Text block.
# # # # # # #

Depending how you approach it, gardening can save you money on the vegetables you eat, be a major life-enhancing activity, or a combination of the two.  I know gardeners that don't enjoy it much (complain about the work, the weeding, etc), but strategically grow things that are expensive in stores -- peppers, berries, tomatoes, and so on.  Then there are people like me that just love doing it for its own sake.  For me, gardening is a key life activity, sort of like biking is for MMM.  If you garden, many other things automatically fall into place. 

It is easy to garden cheaply.  You can save your own seeds, create your own compost from kitchen scraps, make your own cold frames from wood scraps, etc.  It is the ultimate mustachian activity.  We have a 500 sf garden and we grow what we eat, regardless of whether it is cheap in the store. We spend very little on the garden, because we keep seeds from the previous year and just keep it going continuously. (You can only do this with some varieties of plants -- open pollinated ones).  We grow a lot of potatoes, onions, beans, and kale, plus smaller amounts of lots of other things.  To use the garden for maximum effect you must have a plan for preserving -- freezing, canning, cool storage, or drying. 

I would start small with things that you love to eat.  See how much garden work you like/can take on, and gradually increase it as you are able.

# # # # # # #

Raw records.
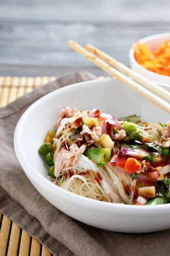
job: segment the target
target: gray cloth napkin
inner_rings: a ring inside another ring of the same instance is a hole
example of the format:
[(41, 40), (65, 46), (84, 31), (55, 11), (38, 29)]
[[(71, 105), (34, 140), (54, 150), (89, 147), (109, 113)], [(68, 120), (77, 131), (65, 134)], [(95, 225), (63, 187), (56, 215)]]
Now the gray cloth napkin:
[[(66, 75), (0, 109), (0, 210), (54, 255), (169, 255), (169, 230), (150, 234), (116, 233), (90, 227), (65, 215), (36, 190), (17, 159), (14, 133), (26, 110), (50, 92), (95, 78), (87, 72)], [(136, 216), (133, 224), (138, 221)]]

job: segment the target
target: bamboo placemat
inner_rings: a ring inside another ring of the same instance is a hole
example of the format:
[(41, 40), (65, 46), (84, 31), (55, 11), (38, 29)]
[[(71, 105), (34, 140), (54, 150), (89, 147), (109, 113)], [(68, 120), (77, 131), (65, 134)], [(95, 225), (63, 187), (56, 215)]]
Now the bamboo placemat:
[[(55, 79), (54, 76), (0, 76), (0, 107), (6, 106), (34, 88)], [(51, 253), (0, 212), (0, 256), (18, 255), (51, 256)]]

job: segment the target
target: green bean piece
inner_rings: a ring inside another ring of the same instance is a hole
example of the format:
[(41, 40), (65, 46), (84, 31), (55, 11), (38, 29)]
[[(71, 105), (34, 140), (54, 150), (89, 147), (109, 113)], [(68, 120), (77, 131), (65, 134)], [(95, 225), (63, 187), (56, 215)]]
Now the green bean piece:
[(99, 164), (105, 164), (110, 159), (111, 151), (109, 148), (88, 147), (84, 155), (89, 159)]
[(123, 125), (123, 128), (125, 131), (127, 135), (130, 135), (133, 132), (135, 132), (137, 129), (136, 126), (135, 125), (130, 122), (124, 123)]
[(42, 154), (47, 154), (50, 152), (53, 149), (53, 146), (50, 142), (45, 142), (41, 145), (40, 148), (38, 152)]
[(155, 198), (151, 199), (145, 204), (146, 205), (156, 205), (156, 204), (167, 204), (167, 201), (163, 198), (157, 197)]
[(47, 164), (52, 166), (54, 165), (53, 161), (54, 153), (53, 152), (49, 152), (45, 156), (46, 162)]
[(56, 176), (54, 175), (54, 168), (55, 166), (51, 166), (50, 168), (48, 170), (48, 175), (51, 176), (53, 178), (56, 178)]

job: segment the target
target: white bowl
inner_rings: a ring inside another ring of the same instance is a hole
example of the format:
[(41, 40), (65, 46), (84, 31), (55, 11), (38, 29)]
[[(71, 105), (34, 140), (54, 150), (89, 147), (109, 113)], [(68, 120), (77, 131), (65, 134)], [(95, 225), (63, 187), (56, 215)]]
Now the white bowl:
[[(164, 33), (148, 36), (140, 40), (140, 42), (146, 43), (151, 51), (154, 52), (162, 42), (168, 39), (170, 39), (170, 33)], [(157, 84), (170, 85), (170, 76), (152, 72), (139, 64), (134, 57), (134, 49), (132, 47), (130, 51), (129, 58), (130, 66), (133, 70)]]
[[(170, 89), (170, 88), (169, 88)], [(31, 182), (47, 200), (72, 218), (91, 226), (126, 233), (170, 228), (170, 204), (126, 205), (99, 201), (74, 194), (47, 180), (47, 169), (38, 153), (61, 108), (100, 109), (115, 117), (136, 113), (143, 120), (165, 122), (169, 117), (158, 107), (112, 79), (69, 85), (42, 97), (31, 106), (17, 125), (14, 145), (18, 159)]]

# # # # # # #

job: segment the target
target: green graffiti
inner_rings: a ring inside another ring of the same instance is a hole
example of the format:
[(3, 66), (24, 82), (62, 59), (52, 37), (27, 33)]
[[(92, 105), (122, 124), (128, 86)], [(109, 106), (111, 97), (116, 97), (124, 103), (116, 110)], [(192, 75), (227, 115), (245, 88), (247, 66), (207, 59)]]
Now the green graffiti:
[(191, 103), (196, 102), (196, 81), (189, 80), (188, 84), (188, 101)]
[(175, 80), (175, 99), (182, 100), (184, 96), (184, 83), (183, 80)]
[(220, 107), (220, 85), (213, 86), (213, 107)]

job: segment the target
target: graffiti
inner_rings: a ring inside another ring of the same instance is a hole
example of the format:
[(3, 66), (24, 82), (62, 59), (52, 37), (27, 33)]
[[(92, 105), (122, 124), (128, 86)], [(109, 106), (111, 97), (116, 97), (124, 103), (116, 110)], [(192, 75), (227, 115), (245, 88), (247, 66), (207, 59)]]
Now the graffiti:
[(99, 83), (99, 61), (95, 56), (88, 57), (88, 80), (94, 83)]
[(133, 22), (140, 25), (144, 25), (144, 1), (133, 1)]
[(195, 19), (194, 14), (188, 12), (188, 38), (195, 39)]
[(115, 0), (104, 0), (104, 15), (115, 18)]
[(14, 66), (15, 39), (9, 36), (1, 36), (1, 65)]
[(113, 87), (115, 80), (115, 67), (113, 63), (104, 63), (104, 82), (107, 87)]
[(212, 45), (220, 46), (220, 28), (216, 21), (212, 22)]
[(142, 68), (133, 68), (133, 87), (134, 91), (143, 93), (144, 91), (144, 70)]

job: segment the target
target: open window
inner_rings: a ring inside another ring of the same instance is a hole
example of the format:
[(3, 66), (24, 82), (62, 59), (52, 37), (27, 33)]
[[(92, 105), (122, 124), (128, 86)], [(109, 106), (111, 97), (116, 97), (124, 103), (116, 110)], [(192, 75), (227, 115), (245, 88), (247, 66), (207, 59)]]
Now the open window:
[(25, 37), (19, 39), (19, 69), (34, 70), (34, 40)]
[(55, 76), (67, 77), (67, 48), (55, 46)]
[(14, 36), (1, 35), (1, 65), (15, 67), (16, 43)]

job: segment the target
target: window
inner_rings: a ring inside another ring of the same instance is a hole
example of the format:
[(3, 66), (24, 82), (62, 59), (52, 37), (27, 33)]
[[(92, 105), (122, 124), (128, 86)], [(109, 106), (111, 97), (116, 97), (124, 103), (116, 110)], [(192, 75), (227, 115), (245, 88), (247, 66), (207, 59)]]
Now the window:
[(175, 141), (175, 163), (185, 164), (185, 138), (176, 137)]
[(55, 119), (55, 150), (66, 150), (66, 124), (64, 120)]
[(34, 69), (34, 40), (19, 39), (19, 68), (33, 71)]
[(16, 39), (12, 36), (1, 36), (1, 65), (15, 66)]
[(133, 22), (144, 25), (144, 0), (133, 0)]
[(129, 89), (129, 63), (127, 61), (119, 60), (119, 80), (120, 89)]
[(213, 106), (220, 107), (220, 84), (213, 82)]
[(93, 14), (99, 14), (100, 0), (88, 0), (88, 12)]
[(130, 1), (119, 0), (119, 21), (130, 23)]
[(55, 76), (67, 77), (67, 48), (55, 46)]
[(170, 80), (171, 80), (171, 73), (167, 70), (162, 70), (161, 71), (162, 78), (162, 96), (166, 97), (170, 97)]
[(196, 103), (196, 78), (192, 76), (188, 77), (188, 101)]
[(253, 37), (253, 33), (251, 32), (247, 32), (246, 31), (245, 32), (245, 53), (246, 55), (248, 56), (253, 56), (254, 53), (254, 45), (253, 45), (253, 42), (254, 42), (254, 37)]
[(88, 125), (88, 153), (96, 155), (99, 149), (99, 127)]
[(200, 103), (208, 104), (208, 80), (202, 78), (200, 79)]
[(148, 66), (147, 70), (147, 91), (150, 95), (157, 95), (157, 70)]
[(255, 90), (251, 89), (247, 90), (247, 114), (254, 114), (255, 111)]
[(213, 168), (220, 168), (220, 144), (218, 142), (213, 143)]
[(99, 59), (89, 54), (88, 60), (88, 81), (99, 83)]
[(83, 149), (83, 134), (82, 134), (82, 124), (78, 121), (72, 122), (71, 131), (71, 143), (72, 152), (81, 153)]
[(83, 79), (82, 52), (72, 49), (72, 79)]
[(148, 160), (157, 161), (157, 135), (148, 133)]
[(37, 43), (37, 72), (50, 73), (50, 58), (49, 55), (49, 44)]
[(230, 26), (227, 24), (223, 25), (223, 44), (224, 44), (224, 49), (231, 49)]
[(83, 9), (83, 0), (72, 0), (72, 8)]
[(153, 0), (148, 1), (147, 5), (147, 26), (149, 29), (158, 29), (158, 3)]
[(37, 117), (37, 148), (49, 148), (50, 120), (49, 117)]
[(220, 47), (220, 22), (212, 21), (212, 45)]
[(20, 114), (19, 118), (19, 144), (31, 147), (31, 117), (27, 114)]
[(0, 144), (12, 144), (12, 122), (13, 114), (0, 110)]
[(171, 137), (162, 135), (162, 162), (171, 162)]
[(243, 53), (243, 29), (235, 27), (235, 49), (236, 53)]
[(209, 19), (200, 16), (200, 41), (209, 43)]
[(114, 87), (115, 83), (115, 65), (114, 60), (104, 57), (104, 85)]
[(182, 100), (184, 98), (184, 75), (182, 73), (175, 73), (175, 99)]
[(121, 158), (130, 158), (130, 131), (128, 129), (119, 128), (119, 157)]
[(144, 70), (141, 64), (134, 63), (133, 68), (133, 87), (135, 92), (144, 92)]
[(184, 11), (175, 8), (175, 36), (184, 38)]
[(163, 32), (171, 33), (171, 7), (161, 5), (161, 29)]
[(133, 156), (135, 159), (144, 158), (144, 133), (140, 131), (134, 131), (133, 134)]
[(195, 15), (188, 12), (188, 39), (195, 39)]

# # # # # # #

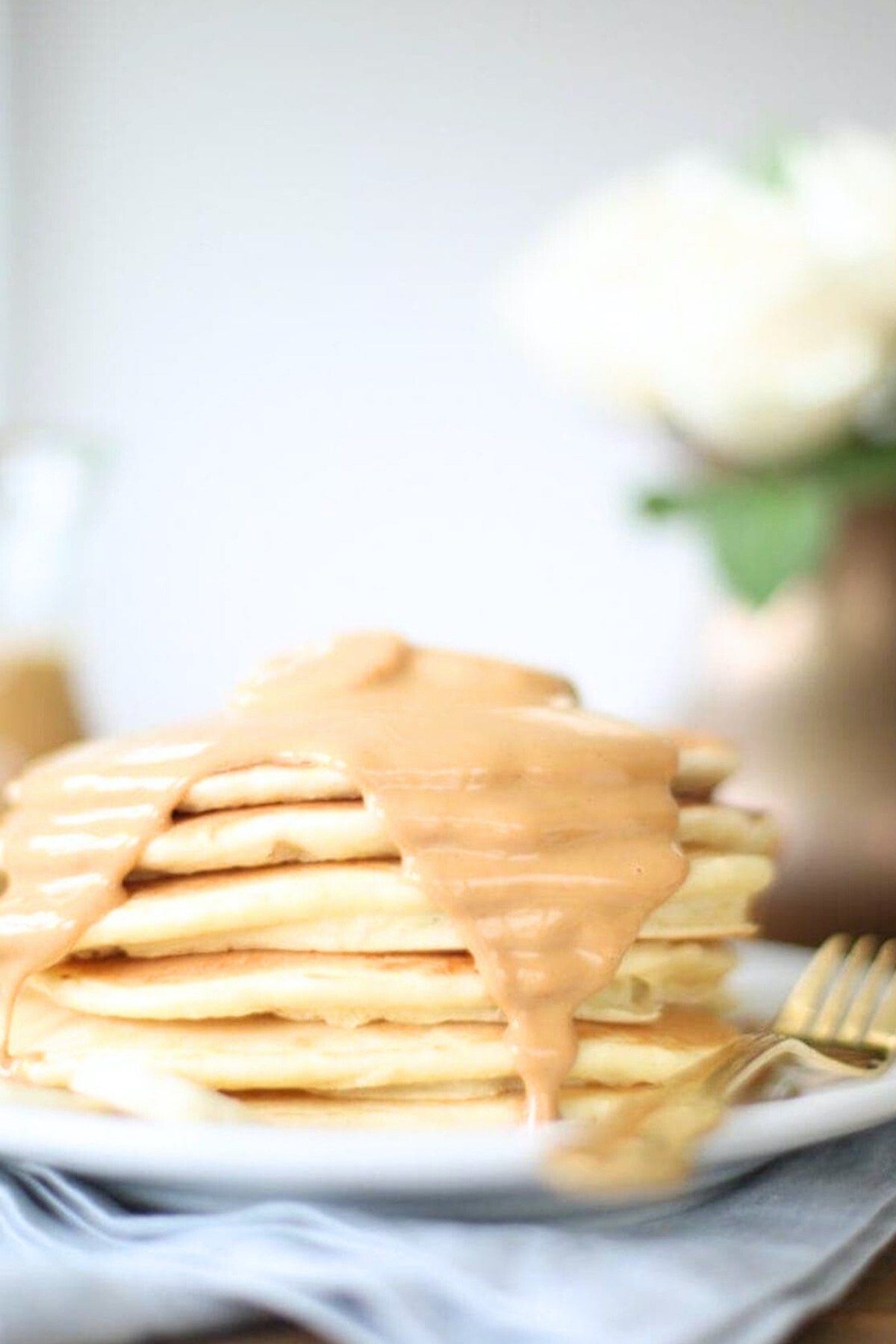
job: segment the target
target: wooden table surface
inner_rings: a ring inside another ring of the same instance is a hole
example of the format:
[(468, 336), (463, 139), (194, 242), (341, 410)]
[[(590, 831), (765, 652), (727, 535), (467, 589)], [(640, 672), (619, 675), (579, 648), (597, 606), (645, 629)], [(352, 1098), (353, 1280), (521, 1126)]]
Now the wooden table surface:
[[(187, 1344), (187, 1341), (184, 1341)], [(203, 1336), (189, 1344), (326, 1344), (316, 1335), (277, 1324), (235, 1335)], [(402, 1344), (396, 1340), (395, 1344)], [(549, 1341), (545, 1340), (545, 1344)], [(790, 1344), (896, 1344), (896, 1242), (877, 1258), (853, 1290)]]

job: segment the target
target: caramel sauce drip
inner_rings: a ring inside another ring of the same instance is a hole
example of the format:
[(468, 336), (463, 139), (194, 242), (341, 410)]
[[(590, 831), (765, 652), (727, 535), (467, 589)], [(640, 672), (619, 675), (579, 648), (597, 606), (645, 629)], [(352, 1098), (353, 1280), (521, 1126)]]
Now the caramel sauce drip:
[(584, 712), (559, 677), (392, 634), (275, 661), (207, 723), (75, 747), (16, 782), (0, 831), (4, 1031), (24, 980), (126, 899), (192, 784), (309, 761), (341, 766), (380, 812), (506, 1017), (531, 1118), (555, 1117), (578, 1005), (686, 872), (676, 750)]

# # # # # # #

Instruction A. According to the gardening text, which four crops does the writer grow in large amounts?
Instruction B. Count the lines in the entries that contain the string "caramel", treating case as significant, and give only the number.

Result A. Potatoes, onions, beans, and kale.

Result B. 2